++++ STORED RECORDS ++++

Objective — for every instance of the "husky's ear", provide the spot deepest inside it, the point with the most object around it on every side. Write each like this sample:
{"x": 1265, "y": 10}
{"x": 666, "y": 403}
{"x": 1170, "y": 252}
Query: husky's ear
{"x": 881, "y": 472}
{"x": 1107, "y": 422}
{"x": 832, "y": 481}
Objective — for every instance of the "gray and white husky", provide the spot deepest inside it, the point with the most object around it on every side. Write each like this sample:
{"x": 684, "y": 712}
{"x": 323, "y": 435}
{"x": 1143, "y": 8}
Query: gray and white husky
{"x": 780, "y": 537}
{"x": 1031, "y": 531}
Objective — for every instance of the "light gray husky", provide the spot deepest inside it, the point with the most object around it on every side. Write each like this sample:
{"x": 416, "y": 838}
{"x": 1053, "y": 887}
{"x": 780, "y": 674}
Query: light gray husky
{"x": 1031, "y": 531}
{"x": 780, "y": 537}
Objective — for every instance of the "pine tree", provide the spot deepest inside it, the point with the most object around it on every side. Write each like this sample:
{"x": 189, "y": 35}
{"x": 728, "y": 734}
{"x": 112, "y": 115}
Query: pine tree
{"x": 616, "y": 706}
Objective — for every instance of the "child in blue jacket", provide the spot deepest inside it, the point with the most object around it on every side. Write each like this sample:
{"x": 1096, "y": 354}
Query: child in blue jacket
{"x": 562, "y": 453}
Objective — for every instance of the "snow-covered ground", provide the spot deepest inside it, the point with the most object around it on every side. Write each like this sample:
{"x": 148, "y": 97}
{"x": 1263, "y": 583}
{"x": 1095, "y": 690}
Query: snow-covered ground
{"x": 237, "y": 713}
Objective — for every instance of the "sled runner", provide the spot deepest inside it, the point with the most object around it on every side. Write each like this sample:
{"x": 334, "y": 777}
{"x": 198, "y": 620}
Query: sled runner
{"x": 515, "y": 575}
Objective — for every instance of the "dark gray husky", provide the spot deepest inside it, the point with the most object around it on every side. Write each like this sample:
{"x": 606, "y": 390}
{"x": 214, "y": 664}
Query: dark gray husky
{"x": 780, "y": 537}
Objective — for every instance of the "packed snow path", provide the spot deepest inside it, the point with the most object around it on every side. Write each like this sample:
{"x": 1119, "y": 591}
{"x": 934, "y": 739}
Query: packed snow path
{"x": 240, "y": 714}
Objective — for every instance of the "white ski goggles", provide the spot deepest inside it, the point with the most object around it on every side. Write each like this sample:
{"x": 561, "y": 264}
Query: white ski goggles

++++

[WHAT TO PRODUCE] Transcribe the material exactly as it reads.

[SOLUTION FOR THIS EXERCISE]
Objective — for every instance of the "husky's ear", provide the spot deepest inside it, the point with the most object around it on every side. Write each like this sample:
{"x": 1265, "y": 10}
{"x": 666, "y": 403}
{"x": 1170, "y": 252}
Query: husky's ear
{"x": 881, "y": 472}
{"x": 1107, "y": 422}
{"x": 832, "y": 481}
Objective — for every instance of the "gray and white husky", provide the spot deepest inside it, the point with the most object around it on every side. Write each like this sample:
{"x": 684, "y": 712}
{"x": 323, "y": 435}
{"x": 1143, "y": 8}
Query: gray and white husky
{"x": 780, "y": 537}
{"x": 1031, "y": 531}
Objective — for every instance of the "light gray husky", provide the spot deepest inside it, the point with the most object around it on every side. Write each like this sample:
{"x": 416, "y": 838}
{"x": 1053, "y": 887}
{"x": 780, "y": 674}
Query: light gray husky
{"x": 1031, "y": 531}
{"x": 780, "y": 537}
Objective — for every instance of the "pine tree", provide the spot deepest inside it, the point with the most object around it on every side. Write each like this sample:
{"x": 189, "y": 35}
{"x": 728, "y": 734}
{"x": 112, "y": 115}
Query: pine tree
{"x": 616, "y": 706}
Objective — for every instance of the "child in blue jacket", provide the spot deepest inside it, the point with the most object around it on every side. Write each like this sample:
{"x": 1096, "y": 354}
Query: child in blue jacket
{"x": 562, "y": 453}
Objective — for every instance of the "snow-covered ground", provide the spot deepest inside it, the point with the most object around it on every side. Write each like this sample:
{"x": 148, "y": 97}
{"x": 1263, "y": 583}
{"x": 1095, "y": 690}
Query: snow-covered ground
{"x": 237, "y": 713}
Objective — for every instance of the "sled runner", provide the spot deepest inside it, the point with the most object around it on every side. Write each like this sample:
{"x": 334, "y": 777}
{"x": 198, "y": 620}
Query: sled runner
{"x": 515, "y": 575}
Objective — for every instance of the "dark gray husky", provide the spot deepest inside it, the point with the most object around it on every side. Write each like this sample:
{"x": 606, "y": 390}
{"x": 214, "y": 664}
Query: dark gray husky
{"x": 780, "y": 537}
Objective — for every instance of the "packed snow path", provide the spot deepest inside it, the point with the most object around it on every side. Write each like this sample:
{"x": 1119, "y": 591}
{"x": 934, "y": 739}
Query: packed snow path
{"x": 240, "y": 714}
Objective — for every instance of the "white ski goggles", provide the spot deepest inside it, the point with the most object around it on every side. Write each like this sample:
{"x": 561, "y": 264}
Query: white ski goggles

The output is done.